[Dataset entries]
--- --- ---

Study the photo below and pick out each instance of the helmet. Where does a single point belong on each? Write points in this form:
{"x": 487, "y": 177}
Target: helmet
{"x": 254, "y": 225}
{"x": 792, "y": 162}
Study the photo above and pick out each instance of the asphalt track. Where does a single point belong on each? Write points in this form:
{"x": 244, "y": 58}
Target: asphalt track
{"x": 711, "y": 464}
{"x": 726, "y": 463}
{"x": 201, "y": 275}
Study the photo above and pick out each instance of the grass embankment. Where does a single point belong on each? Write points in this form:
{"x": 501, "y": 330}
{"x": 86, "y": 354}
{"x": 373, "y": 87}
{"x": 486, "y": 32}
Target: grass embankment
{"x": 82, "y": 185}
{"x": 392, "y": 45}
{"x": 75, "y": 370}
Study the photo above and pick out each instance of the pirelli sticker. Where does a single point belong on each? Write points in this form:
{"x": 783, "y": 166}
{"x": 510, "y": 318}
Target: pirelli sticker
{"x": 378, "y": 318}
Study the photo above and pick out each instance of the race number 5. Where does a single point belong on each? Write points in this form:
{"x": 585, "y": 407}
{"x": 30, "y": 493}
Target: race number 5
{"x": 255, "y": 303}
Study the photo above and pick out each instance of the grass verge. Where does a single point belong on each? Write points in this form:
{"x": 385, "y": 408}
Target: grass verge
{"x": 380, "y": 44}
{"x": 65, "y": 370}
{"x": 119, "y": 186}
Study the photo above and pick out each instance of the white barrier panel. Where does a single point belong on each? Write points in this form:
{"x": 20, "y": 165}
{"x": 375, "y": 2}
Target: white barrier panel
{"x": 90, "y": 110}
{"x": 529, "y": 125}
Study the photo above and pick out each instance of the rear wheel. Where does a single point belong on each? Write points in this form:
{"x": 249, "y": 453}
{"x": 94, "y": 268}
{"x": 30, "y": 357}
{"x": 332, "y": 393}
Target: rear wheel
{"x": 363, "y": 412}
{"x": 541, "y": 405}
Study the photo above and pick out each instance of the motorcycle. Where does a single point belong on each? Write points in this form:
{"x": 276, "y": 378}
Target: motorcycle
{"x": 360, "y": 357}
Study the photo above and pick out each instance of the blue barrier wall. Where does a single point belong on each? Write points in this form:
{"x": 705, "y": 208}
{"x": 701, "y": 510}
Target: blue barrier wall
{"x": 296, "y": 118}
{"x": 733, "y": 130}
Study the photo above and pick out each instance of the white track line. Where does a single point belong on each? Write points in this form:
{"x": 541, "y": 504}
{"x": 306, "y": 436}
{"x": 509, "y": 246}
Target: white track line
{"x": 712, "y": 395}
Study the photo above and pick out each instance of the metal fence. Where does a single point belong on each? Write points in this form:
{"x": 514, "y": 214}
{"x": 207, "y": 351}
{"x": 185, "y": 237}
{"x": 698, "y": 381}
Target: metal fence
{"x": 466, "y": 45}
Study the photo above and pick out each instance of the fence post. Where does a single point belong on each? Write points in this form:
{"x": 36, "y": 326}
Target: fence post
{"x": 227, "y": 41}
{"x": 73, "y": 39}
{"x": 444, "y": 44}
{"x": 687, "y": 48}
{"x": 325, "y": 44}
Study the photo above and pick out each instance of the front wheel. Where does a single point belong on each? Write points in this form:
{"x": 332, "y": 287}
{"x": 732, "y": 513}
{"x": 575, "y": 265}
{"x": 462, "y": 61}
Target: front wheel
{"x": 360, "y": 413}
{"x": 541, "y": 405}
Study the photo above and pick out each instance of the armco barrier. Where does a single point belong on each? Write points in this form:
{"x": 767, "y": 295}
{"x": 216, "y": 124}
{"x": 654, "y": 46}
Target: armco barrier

--- --- ---

## Problem statement:
Restate each record word for word.

## Solution to this task:
Study the photo below and pick out each instance of the helmet. Where does a single point belong on each? Write points in this form:
{"x": 487, "y": 177}
Target: helmet
{"x": 254, "y": 225}
{"x": 792, "y": 162}
Study the photo above and pick out each instance of the asphalt track. Where does a single point belong on each? Write points in this form:
{"x": 244, "y": 58}
Target: asphalt track
{"x": 711, "y": 464}
{"x": 726, "y": 463}
{"x": 201, "y": 275}
Study the photo above and pick out each instance of the grass embankment. Where does a single point belong on each? Write points in this form:
{"x": 501, "y": 330}
{"x": 86, "y": 354}
{"x": 373, "y": 87}
{"x": 486, "y": 32}
Target: grass embankment
{"x": 82, "y": 185}
{"x": 392, "y": 45}
{"x": 75, "y": 370}
Study the photo above and pick out each instance of the pirelli sticker. Where does a single point belong on each? Write points in this form:
{"x": 783, "y": 166}
{"x": 510, "y": 318}
Target: pirelli sticker
{"x": 378, "y": 318}
Study the photo above and pick out each instance of the race number 5. Where does a single point belong on each? Write points in this form:
{"x": 585, "y": 407}
{"x": 30, "y": 493}
Target: race number 5
{"x": 255, "y": 303}
Study the photo above and pick out each instance of the grass verge. Where does a single point belong on each? Write points in this form:
{"x": 385, "y": 408}
Target: grass verge
{"x": 380, "y": 44}
{"x": 65, "y": 370}
{"x": 119, "y": 186}
Study the photo above and pick out each instance of the white barrier panel. Where does a single point belong on each? Write points in this form:
{"x": 20, "y": 165}
{"x": 375, "y": 2}
Target: white barrier panel
{"x": 90, "y": 110}
{"x": 529, "y": 125}
Study the photo above and pick out each instance of the rear wheel. Where does a single point belong on each? Write points in this form:
{"x": 249, "y": 453}
{"x": 94, "y": 268}
{"x": 30, "y": 357}
{"x": 332, "y": 393}
Target: rear wheel
{"x": 363, "y": 412}
{"x": 541, "y": 405}
Study the photo above and pick out each instance of the motorcycle. Where does a single point belong on each? Write points in this form:
{"x": 276, "y": 378}
Target: motorcycle
{"x": 360, "y": 357}
Study the photo above and pick out each instance of the blue barrier wall. Where does a single point belong on each? Write points in this form:
{"x": 705, "y": 208}
{"x": 701, "y": 510}
Target: blue barrier wall
{"x": 296, "y": 118}
{"x": 733, "y": 130}
Study the photo above and pick out each instance of the white track line. Where does a single point belong on each? Write points in this form:
{"x": 541, "y": 504}
{"x": 306, "y": 436}
{"x": 509, "y": 246}
Target: white track line
{"x": 712, "y": 395}
Study the photo above and pick out each instance of the metal fence. Where does a single point belong on each? Write points in this form:
{"x": 514, "y": 214}
{"x": 207, "y": 351}
{"x": 185, "y": 237}
{"x": 698, "y": 381}
Target: metal fence
{"x": 466, "y": 45}
Study the photo above and pick out each instance of the fence post. Where does a single point belong on each? Write points in this form:
{"x": 36, "y": 326}
Target: fence post
{"x": 227, "y": 41}
{"x": 73, "y": 39}
{"x": 444, "y": 44}
{"x": 687, "y": 48}
{"x": 325, "y": 44}
Study the photo above and pick out each instance of the front wheel. Where does a single point belong on each? Write points in this form:
{"x": 332, "y": 287}
{"x": 732, "y": 513}
{"x": 575, "y": 265}
{"x": 462, "y": 61}
Target: front wheel
{"x": 360, "y": 413}
{"x": 541, "y": 405}
Study the photo above and pick out each instance of the armco barrier. Where does a single point belong on each? Write points in this form:
{"x": 767, "y": 295}
{"x": 216, "y": 124}
{"x": 654, "y": 46}
Target: armco barrier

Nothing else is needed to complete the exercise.